Goal of the exercise:
Write out all of the data without omission, exactly as shown.

Point placement records:
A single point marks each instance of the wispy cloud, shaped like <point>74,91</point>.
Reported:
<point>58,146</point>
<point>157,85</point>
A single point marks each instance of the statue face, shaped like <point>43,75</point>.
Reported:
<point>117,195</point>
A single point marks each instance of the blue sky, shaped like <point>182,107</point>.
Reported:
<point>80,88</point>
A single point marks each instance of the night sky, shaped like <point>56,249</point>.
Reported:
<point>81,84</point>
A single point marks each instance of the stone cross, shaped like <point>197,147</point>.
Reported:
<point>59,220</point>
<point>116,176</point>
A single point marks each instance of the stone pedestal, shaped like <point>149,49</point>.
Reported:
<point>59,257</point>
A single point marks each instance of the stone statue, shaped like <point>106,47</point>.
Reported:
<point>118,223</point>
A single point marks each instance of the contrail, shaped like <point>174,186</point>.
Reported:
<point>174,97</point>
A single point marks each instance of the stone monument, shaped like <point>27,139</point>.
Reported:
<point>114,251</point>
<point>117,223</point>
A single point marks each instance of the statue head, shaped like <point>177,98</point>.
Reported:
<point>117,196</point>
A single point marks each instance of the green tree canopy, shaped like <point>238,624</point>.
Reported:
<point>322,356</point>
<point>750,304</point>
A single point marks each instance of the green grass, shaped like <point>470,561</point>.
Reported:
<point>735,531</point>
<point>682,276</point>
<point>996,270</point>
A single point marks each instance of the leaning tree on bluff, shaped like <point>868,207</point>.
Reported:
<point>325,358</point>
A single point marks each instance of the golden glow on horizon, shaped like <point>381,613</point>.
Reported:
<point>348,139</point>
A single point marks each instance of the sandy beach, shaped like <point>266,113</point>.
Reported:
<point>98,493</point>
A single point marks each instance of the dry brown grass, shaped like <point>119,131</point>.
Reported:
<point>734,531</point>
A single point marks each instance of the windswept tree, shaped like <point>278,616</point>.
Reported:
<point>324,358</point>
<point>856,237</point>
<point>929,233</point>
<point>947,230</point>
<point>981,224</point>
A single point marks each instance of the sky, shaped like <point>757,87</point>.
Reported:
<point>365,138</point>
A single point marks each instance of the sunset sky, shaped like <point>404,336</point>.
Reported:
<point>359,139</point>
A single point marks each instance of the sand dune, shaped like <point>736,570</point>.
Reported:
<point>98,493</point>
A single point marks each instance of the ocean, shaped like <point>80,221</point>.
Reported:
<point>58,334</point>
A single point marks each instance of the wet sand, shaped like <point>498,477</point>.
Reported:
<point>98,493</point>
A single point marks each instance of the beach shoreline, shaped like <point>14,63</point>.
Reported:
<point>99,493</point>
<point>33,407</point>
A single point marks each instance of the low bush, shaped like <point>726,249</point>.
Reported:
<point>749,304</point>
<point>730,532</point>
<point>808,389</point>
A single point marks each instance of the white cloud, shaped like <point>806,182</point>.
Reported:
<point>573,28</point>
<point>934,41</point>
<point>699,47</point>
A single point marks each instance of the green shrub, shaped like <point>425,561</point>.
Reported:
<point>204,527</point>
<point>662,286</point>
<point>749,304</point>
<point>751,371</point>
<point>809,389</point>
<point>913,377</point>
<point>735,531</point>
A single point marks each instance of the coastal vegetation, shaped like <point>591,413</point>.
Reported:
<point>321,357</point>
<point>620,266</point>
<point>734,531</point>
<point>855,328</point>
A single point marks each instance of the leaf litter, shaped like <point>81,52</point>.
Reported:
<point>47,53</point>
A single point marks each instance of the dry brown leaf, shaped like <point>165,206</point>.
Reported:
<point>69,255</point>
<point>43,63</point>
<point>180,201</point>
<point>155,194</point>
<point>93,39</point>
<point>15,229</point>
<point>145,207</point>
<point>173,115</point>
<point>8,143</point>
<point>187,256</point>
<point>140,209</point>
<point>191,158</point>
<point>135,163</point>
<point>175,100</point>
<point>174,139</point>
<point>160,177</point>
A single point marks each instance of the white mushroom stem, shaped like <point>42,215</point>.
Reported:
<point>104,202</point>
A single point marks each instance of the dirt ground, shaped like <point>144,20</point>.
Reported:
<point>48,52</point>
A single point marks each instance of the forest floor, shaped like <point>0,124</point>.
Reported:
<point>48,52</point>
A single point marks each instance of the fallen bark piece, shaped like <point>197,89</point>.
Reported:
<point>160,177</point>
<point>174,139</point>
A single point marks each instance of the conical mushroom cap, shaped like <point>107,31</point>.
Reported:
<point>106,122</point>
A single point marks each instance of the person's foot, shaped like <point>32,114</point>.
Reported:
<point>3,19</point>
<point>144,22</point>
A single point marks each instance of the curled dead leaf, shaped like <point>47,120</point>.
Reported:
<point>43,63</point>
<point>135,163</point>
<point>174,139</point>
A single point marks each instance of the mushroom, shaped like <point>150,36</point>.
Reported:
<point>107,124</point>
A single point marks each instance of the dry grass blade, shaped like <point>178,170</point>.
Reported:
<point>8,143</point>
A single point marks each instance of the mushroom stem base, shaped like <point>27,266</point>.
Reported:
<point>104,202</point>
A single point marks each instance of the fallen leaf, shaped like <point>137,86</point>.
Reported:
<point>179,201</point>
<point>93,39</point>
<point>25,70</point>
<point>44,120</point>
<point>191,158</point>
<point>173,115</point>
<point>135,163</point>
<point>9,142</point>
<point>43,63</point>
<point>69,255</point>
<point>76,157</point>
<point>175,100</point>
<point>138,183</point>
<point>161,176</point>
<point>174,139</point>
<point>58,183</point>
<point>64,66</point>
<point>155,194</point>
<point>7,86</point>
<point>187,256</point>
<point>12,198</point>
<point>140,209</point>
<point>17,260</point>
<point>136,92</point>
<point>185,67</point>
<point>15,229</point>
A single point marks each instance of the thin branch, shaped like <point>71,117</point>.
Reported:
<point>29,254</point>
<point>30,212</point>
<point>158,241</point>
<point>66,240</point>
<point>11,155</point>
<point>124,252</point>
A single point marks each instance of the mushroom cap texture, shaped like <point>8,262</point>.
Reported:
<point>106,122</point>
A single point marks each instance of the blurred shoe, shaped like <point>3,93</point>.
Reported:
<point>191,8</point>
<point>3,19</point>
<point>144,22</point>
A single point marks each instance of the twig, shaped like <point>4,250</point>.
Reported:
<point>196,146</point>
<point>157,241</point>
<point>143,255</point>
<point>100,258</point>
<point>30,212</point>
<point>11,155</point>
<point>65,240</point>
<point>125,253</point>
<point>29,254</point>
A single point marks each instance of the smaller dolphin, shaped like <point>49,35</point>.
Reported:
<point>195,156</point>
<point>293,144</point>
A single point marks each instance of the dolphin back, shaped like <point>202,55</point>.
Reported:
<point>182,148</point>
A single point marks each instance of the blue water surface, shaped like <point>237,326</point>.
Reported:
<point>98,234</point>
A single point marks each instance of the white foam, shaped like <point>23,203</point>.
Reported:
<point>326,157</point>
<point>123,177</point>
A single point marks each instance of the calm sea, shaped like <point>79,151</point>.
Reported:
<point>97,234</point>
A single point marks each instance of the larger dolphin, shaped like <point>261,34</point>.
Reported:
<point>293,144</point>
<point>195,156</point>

Answer to this task:
A single point marks each instance of the wispy cloud, shaped like <point>74,91</point>.
Reported:
<point>58,146</point>
<point>157,85</point>
A single point marks each instance of the statue face, shaped like <point>43,75</point>.
Reported:
<point>117,195</point>
A single point marks each instance of the blue sky, shaped like <point>182,107</point>.
Reported:
<point>80,88</point>
A single point marks each instance of the night sky, shaped like <point>56,249</point>.
Reported:
<point>81,84</point>
A single point marks each instance of the stone cross, shaped like <point>197,147</point>.
Reported:
<point>59,220</point>
<point>116,176</point>
A single point marks each instance of the stone pedestal, shaped like <point>149,49</point>.
Reported:
<point>59,257</point>
A single point marks each instance of the stone statue, shaped like <point>106,47</point>.
Reported:
<point>118,223</point>
A single point marks each instance of the contrail, shaped like <point>174,186</point>.
Reported:
<point>174,97</point>
A single point marks each instance of the stone monument, shaped like <point>27,139</point>.
Reported:
<point>114,251</point>
<point>117,223</point>
A single point marks each instance of the statue head, shaped like <point>177,98</point>.
Reported:
<point>117,196</point>
A single point marks each instance of the green tree canopy, shaped like <point>238,624</point>.
Reported:
<point>322,356</point>
<point>750,304</point>
A single point marks each instance of the green grass, shaped like <point>470,561</point>.
Reported:
<point>735,531</point>
<point>682,276</point>
<point>996,270</point>
A single point marks each instance of the leaning tree on bluff, shaped like <point>868,207</point>.
Reported:
<point>325,358</point>
A single point marks each instance of the golden glow on horizon, shaped like <point>381,613</point>.
Reported:
<point>348,139</point>
A single point marks each instance of the sandy beach, shaped like <point>266,113</point>.
Reported:
<point>98,493</point>
A single point marks each instance of the dry brown grass, shaped like <point>119,131</point>.
Reported:
<point>734,531</point>
A single point marks each instance of the windswept tree, shaped like <point>278,616</point>.
Reported:
<point>324,358</point>
<point>856,237</point>
<point>929,233</point>
<point>947,230</point>
<point>981,224</point>
A single point marks each instance of the sky, shaped like <point>757,87</point>.
Reported:
<point>365,138</point>
A single point marks each instance of the sunset sky, shaped like <point>404,336</point>.
Reported:
<point>359,139</point>
A single point marks each instance of the sand dune, shaped like <point>736,570</point>.
Reported:
<point>98,493</point>
A single point marks each instance of the ocean, shaped like <point>80,221</point>.
Reported:
<point>58,334</point>
A single point marks each instance of the wet sand, shaped like <point>498,477</point>.
Reported:
<point>98,493</point>
A single point marks each instance of the beach shoreline, shaped like <point>14,63</point>.
Reported:
<point>99,493</point>
<point>33,407</point>
A single point marks each instance of the low bush, shaped like <point>726,249</point>.
Reported:
<point>749,304</point>
<point>730,532</point>
<point>808,389</point>
A single point marks each instance of the white cloud, shaped like <point>806,182</point>.
Reported:
<point>573,28</point>
<point>934,41</point>
<point>699,47</point>
A single point marks each instance of the green shrub, shaped like <point>425,561</point>.
Reported:
<point>204,527</point>
<point>662,286</point>
<point>749,304</point>
<point>751,371</point>
<point>809,389</point>
<point>913,377</point>
<point>735,531</point>
A single point marks each instance of the coastal vegetation, shaped like <point>591,413</point>.
Reported:
<point>321,357</point>
<point>620,266</point>
<point>734,531</point>
<point>855,328</point>
A single point marks each instance of the leaf litter, shaped like <point>81,52</point>.
Reported:
<point>47,53</point>
A single point marks each instance of the dry brown leaf, shaped like <point>165,206</point>.
Reported:
<point>69,255</point>
<point>43,63</point>
<point>180,201</point>
<point>155,194</point>
<point>93,39</point>
<point>15,229</point>
<point>145,207</point>
<point>173,115</point>
<point>8,143</point>
<point>187,256</point>
<point>140,209</point>
<point>191,158</point>
<point>135,163</point>
<point>175,100</point>
<point>174,139</point>
<point>160,177</point>
A single point marks each instance of the white mushroom stem, shaped like <point>42,215</point>.
Reported:
<point>104,202</point>
A single point marks each instance of the dirt ground, shaped like <point>144,20</point>.
Reported:
<point>48,52</point>
A single point marks each instance of the forest floor, shaped like <point>0,124</point>.
Reported:
<point>48,52</point>
A single point marks each instance of the fallen bark piece, shaped like <point>197,89</point>.
Reported:
<point>160,177</point>
<point>174,139</point>
A single point marks each instance of the conical mushroom cap, shaped like <point>107,31</point>.
Reported:
<point>106,122</point>
A single point marks each instance of the person's foot, shaped like <point>32,114</point>.
Reported:
<point>3,19</point>
<point>144,22</point>
A single point marks each instance of the curled dead leaf, shaped like <point>47,120</point>.
Reported:
<point>43,63</point>
<point>135,163</point>
<point>174,139</point>
A single point marks each instance of the mushroom, shaped like <point>150,36</point>.
Reported:
<point>107,124</point>
A single point marks each instance of the dry grass blade, shaped like <point>178,170</point>.
Reported:
<point>8,143</point>
A single point marks each instance of the mushroom stem base, shaped like <point>27,266</point>.
Reported:
<point>104,202</point>
A single point marks each instance of the fallen leaf, shaped like <point>137,86</point>.
Reported:
<point>179,201</point>
<point>93,39</point>
<point>25,70</point>
<point>44,120</point>
<point>191,158</point>
<point>173,115</point>
<point>135,163</point>
<point>9,142</point>
<point>43,63</point>
<point>69,255</point>
<point>76,157</point>
<point>175,100</point>
<point>138,183</point>
<point>161,176</point>
<point>174,139</point>
<point>58,183</point>
<point>64,66</point>
<point>155,194</point>
<point>7,86</point>
<point>187,256</point>
<point>12,198</point>
<point>140,209</point>
<point>17,260</point>
<point>136,92</point>
<point>185,67</point>
<point>15,229</point>
A single point marks each instance of the thin branch, shaped like <point>71,117</point>.
Reported:
<point>29,254</point>
<point>30,212</point>
<point>158,241</point>
<point>66,240</point>
<point>11,155</point>
<point>124,252</point>
A single point marks each instance of the mushroom cap texture, shaped like <point>8,262</point>.
Reported:
<point>106,122</point>
A single point marks each instance of the blurred shoe, shaped like <point>3,93</point>.
Reported:
<point>191,8</point>
<point>3,19</point>
<point>144,22</point>
A single point marks each instance of the twig, shaped like <point>4,250</point>.
Reported:
<point>196,146</point>
<point>157,241</point>
<point>143,255</point>
<point>100,258</point>
<point>30,212</point>
<point>11,155</point>
<point>65,240</point>
<point>125,253</point>
<point>29,254</point>
A single point marks each instance of the smaller dolphin, shaped like <point>49,35</point>.
Reported:
<point>195,156</point>
<point>293,144</point>
A single point marks each instance of the dolphin back, shaped like <point>202,55</point>.
Reported:
<point>182,148</point>
A single point marks each instance of the blue water surface, shaped like <point>237,326</point>.
Reported:
<point>98,234</point>
A single point marks each instance of the white foam, shaped like <point>23,203</point>.
Reported:
<point>326,157</point>
<point>123,177</point>
A single point marks each instance of the calm sea, shaped like <point>79,151</point>.
Reported:
<point>97,234</point>
A single point marks each instance of the larger dolphin, shaped like <point>261,34</point>.
Reported:
<point>293,144</point>
<point>195,156</point>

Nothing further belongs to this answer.